### Supplied text
====================

Skip to content

Monitoring 900+ Sites with Prometheus and Grafana

When you have a handful of servers, a single Prometheus instance and a couple of Grafana panels will do. When you have 900+ SD-WAN sites spread across India — each with multiple WAN links, a CPE device, and a tunnel overlay — the monitoring architecture needs real thought.

This post walks through how we built our observability stack at Hopbox: the architecture decisions, the metrics that matter, the dashboards our NOC team actually uses, and the scaling challenges we hit along the way.

Each Hopbox site has:

  • 1 SD-WAN appliance (x86, running OpenWrt)
  • 2-4 WAN uplinks (fiber, broadband, 4G backup)
  • WireGuard tunnels to our hub infrastructure
  • Local DNS resolution via PowerDNS Recursor

We need to know, in near-real-time:

  • Is the site reachable?
  • Are all WAN links healthy?
  • What is the latency, jitter, and packet loss on each link?
  • Is bandwidth utilization approaching capacity?
  • Are tunnels up?
  • Is DNS resolution working?

At 900+ sites, that translates to tens of thousands of time series.

Architecture: Federation over Remote Write

Section titled “Architecture: Federation over Remote Write”

We evaluated two approaches:

  1. Remote write — each site pushes metrics to a central Thanos/Cortex/Mimir cluster.
  2. Prometheus federation — regional Prometheus instances scrape local targets, and a global Prometheus federates from them.

We went with federation, for a few reasons:

  • Our sites are grouped into regional clusters anyway (hub-and-spoke topology).
  • Federation lets each regional Prometheus operate independently — if the central instance goes down, regional monitoring continues.
  • We avoid the write-path complexity of remote-write receivers at scale.

The topology looks like this:

[Site CPE] --metrics--> [Regional Prometheus] --federation--> [Global Prometheus] --> [Grafana]
|
[Alertmanager]

Each regional Prometheus instance scrapes all CPE devices in its region:

# prometheus.yml (regional instance)

====================

### Supplied records
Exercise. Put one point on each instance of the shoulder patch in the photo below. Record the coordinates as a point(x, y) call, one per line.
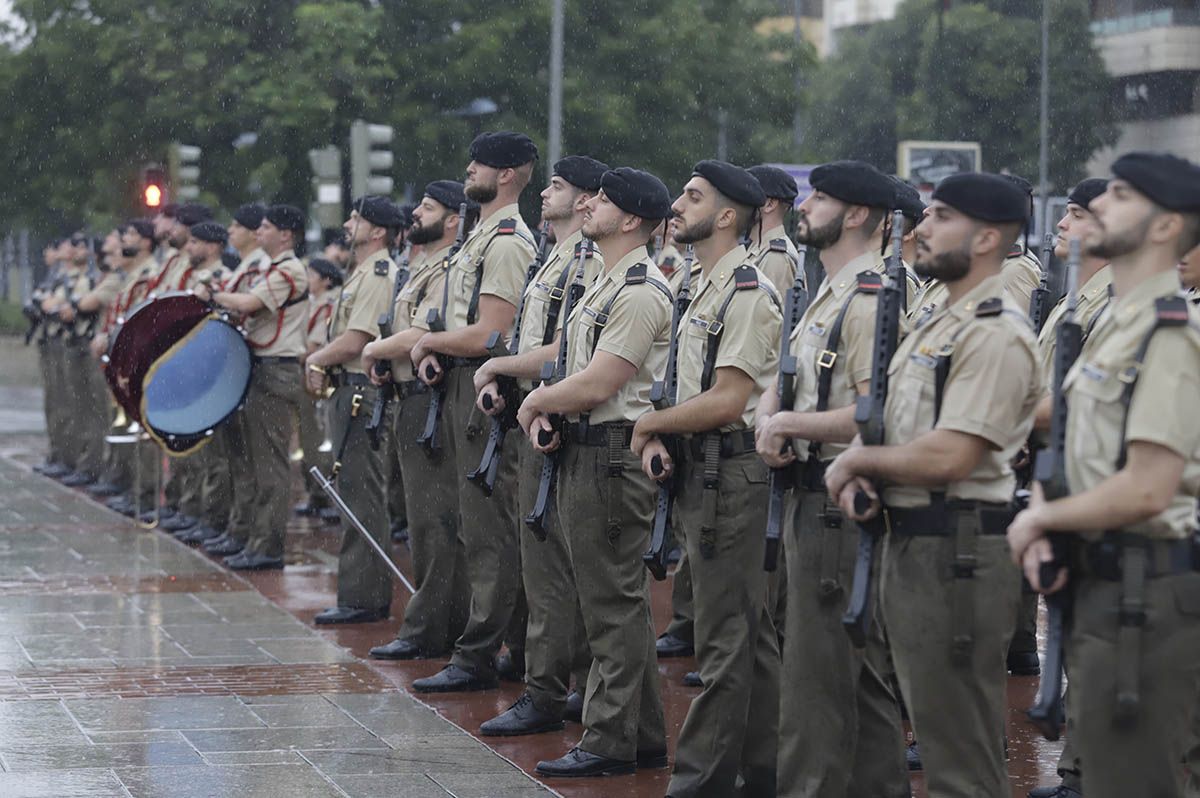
point(988, 307)
point(869, 282)
point(1171, 311)
point(744, 277)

====================

### The exercise
In the post on monitoring 900+ sites with Prometheus and Grafana, what software does each site's SD-WAN appliance run?

### Finished exercise
OpenWrt